» **Text-to-region grounding data**:
=-=-=-=-=
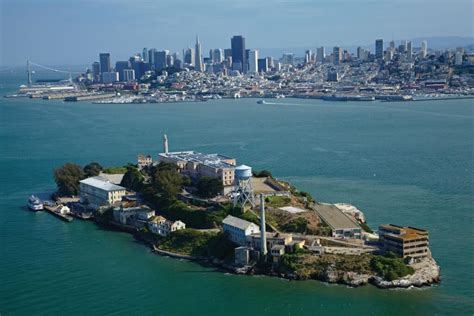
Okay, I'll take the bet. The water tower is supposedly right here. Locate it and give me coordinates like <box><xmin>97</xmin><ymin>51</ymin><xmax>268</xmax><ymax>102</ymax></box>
<box><xmin>232</xmin><ymin>165</ymin><xmax>255</xmax><ymax>208</ymax></box>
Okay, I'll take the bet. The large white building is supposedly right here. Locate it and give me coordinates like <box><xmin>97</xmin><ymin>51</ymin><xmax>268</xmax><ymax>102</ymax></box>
<box><xmin>222</xmin><ymin>215</ymin><xmax>260</xmax><ymax>246</ymax></box>
<box><xmin>248</xmin><ymin>50</ymin><xmax>259</xmax><ymax>73</ymax></box>
<box><xmin>79</xmin><ymin>176</ymin><xmax>127</xmax><ymax>210</ymax></box>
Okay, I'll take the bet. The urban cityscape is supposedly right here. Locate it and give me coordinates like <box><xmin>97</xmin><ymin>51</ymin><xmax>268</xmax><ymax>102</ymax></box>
<box><xmin>10</xmin><ymin>35</ymin><xmax>474</xmax><ymax>103</ymax></box>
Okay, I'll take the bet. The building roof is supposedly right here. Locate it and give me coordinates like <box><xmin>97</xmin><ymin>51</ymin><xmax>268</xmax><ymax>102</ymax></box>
=-=-=-=-=
» **Exercise description**:
Give exactly, and nothing besides, the lines from the one in which "Okay, I'll take the bet. The large" occurs through the end of the records.

» **Solution to the exercise**:
Okay, I'll take the bet. The large white building is supposedly right here. Locate it and give me coordinates like <box><xmin>97</xmin><ymin>51</ymin><xmax>268</xmax><ymax>102</ymax></box>
<box><xmin>222</xmin><ymin>215</ymin><xmax>260</xmax><ymax>246</ymax></box>
<box><xmin>248</xmin><ymin>50</ymin><xmax>259</xmax><ymax>73</ymax></box>
<box><xmin>79</xmin><ymin>176</ymin><xmax>127</xmax><ymax>210</ymax></box>
Okay, I'll take the bet. The urban cityscape is supposedly right here. Locate it and give me coordinates like <box><xmin>97</xmin><ymin>51</ymin><xmax>268</xmax><ymax>102</ymax></box>
<box><xmin>10</xmin><ymin>35</ymin><xmax>474</xmax><ymax>103</ymax></box>
Okay, I'll take the bet. The building roof is supposedly right here. Locate it and give me coordinates like <box><xmin>97</xmin><ymin>51</ymin><xmax>268</xmax><ymax>102</ymax></box>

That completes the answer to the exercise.